Your goal: State how many lines of the listing below contain the word "several", giving only the number.

+++

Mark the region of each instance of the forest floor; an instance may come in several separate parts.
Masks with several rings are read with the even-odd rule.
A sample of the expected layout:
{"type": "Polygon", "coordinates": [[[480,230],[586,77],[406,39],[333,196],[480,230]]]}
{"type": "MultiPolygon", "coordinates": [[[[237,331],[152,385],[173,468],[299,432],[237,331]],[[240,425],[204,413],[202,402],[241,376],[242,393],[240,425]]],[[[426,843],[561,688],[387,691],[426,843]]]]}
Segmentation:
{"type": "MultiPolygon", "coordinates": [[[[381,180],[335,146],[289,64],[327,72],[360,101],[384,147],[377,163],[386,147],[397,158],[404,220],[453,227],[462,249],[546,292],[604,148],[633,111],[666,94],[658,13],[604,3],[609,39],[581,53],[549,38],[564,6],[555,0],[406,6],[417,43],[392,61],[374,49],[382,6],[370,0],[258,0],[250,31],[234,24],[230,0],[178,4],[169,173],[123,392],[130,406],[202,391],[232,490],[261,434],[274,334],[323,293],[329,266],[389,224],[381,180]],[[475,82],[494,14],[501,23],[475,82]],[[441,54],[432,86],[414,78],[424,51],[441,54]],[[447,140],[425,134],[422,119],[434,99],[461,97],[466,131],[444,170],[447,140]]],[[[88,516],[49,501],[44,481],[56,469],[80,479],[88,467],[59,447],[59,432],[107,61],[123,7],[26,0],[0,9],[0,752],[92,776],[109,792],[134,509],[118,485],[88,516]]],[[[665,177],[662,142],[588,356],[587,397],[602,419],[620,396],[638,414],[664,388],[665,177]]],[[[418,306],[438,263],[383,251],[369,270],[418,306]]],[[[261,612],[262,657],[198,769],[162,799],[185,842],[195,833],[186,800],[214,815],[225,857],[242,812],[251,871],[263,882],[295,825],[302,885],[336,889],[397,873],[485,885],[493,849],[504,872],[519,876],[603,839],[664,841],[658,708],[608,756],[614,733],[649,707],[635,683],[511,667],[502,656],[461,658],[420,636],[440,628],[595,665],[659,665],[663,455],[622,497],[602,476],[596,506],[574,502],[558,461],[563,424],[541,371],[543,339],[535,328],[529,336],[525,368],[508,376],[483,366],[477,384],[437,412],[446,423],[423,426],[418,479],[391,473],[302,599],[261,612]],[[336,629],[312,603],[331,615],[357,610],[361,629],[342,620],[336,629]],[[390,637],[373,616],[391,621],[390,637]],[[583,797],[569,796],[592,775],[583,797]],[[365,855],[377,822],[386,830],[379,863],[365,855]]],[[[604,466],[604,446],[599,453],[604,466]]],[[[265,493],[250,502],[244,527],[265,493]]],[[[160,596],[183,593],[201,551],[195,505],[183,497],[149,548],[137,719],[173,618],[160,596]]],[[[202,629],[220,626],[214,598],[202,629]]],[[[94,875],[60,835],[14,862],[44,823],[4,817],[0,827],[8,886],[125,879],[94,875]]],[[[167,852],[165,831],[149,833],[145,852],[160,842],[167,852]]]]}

+++

Output for this exercise: 2